(Collection entries)
--- BEGIN ---
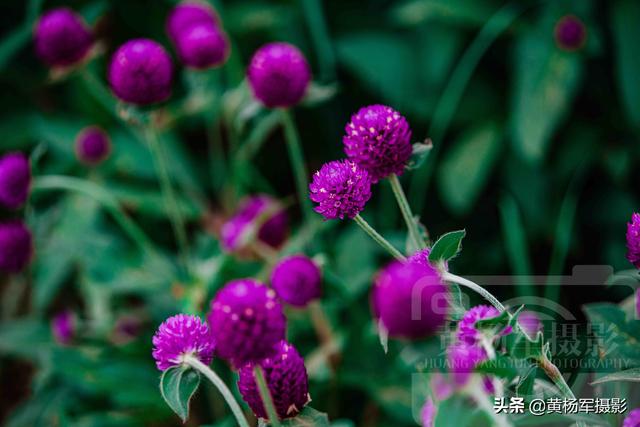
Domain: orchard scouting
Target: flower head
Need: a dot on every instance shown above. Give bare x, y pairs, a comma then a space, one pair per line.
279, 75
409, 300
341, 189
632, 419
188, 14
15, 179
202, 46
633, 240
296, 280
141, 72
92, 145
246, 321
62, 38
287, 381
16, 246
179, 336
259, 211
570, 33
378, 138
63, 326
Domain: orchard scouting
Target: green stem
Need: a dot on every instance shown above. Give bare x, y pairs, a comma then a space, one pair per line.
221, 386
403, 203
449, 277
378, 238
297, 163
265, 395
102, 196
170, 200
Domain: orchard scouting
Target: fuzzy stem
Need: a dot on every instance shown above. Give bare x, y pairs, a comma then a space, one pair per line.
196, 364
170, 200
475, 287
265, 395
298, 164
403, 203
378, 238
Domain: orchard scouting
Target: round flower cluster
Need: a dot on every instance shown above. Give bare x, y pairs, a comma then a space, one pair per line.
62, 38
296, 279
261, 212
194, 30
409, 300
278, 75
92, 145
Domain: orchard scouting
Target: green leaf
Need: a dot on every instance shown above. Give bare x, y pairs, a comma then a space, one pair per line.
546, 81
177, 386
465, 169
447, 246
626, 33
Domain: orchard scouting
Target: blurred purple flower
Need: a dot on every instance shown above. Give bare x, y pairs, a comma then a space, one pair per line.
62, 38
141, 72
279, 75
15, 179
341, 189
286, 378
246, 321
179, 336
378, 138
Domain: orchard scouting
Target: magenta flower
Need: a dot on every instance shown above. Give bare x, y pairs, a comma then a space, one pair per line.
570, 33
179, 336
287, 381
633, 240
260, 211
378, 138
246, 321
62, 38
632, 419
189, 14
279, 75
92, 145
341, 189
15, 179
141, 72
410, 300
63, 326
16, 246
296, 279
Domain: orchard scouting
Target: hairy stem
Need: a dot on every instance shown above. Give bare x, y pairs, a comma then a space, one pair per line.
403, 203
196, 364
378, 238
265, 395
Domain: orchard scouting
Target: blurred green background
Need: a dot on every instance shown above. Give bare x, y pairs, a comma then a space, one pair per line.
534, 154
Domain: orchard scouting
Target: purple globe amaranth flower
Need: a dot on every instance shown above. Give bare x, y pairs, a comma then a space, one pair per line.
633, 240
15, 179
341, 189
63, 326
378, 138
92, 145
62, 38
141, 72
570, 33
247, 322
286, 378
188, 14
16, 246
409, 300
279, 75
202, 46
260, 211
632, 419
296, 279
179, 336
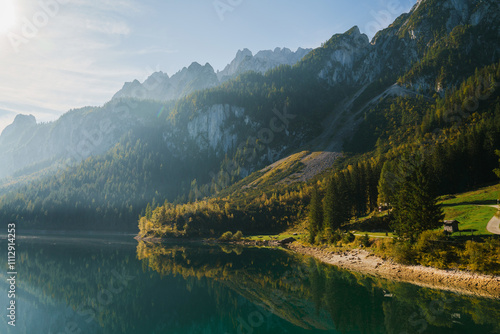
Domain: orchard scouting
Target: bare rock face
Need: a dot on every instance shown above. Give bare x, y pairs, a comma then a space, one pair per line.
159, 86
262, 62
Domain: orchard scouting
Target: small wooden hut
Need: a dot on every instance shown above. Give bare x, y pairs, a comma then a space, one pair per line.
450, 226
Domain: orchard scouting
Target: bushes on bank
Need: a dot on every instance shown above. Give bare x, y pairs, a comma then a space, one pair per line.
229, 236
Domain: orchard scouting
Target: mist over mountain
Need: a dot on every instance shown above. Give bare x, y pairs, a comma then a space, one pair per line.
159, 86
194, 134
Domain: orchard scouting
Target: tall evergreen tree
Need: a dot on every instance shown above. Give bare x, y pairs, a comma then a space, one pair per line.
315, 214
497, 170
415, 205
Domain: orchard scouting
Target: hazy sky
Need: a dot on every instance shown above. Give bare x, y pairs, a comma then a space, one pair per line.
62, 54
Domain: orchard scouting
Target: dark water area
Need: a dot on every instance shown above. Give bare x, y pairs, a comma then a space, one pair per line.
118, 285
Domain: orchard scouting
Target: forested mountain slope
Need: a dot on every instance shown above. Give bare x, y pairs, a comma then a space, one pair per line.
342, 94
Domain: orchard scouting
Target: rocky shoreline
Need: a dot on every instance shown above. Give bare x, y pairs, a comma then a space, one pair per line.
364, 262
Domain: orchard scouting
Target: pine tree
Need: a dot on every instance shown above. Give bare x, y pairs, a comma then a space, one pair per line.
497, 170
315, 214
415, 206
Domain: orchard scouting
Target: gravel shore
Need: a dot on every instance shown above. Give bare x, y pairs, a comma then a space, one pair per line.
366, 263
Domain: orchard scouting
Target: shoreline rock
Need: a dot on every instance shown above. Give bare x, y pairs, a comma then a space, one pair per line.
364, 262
--- END ---
--- BEGIN ---
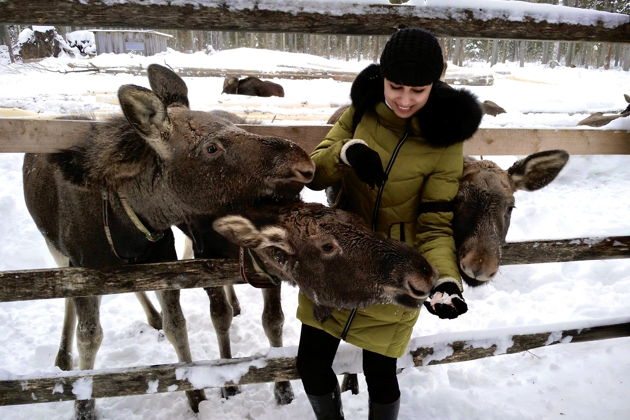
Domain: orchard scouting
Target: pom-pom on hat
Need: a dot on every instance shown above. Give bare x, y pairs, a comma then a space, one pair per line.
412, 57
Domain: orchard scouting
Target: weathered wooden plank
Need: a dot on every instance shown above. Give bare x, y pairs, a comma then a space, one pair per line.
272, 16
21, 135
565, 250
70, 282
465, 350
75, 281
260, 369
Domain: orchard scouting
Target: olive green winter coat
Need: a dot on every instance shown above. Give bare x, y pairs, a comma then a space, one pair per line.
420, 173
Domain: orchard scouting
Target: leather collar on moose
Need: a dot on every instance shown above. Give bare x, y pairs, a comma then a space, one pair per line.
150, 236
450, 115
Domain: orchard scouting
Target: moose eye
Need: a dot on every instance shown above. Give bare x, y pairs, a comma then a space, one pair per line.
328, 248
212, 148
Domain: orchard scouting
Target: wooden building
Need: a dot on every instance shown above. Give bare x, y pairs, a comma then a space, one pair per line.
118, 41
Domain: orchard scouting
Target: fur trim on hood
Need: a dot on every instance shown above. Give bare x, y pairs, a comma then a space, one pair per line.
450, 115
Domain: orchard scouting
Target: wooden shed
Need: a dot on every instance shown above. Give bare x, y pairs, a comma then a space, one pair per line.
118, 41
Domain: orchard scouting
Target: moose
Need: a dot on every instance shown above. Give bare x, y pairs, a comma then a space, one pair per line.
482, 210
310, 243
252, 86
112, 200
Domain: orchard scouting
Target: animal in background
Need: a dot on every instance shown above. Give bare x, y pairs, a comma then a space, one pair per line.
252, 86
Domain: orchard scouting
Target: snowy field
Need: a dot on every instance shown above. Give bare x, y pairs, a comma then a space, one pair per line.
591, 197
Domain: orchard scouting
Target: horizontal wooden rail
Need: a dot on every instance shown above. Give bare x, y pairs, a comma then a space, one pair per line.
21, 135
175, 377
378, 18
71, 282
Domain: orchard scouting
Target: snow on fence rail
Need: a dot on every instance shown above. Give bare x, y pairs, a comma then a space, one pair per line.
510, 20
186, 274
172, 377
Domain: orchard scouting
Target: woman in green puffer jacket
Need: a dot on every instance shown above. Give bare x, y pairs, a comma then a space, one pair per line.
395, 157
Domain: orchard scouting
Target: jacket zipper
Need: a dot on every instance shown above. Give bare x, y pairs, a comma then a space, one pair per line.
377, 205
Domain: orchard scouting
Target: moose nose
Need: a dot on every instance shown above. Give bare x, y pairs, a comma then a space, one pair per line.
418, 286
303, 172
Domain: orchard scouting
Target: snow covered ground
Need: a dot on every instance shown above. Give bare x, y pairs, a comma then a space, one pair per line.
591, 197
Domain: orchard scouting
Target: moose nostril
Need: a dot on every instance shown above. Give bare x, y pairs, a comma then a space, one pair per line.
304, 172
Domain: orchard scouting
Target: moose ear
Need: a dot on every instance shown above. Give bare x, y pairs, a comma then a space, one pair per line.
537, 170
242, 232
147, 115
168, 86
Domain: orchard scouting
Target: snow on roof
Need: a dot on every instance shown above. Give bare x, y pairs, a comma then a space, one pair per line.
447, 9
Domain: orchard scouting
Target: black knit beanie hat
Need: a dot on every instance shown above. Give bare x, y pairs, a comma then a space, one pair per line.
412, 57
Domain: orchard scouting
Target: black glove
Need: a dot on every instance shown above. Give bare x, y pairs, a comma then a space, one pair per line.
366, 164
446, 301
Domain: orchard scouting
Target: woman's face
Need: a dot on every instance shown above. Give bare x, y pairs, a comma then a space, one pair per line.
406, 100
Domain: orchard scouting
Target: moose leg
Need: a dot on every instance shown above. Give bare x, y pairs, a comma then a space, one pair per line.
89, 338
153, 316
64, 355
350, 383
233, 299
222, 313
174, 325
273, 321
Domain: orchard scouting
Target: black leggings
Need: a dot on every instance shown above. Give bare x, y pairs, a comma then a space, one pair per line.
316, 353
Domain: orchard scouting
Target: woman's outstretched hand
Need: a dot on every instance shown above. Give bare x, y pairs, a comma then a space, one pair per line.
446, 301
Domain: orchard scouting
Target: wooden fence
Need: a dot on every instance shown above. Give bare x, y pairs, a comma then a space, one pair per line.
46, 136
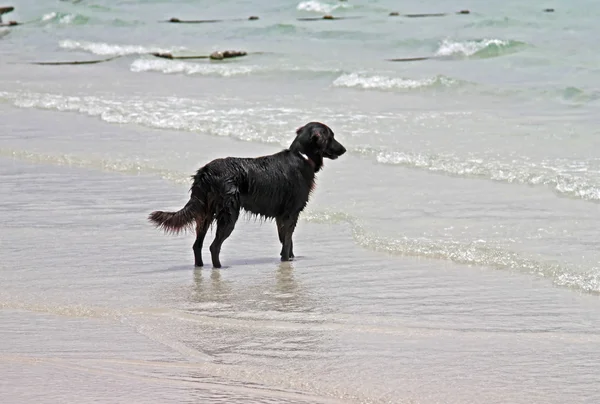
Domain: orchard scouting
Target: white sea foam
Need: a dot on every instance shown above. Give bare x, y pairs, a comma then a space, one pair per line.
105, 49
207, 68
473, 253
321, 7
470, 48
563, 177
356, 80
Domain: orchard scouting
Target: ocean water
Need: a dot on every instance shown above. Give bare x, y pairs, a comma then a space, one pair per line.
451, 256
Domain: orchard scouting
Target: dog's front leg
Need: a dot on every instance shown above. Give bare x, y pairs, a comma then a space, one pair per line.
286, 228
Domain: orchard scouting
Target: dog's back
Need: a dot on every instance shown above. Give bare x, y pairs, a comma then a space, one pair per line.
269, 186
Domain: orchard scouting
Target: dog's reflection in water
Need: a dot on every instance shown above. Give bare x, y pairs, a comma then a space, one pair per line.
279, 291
--- END ---
Return every line of the listing above that contains the word "wooden".

#### [Task output]
Target: small wooden hut
Target: weathered wooden plank
Target: wooden building
Target: wooden shed
Target: horizontal wooden rail
Target: wooden fence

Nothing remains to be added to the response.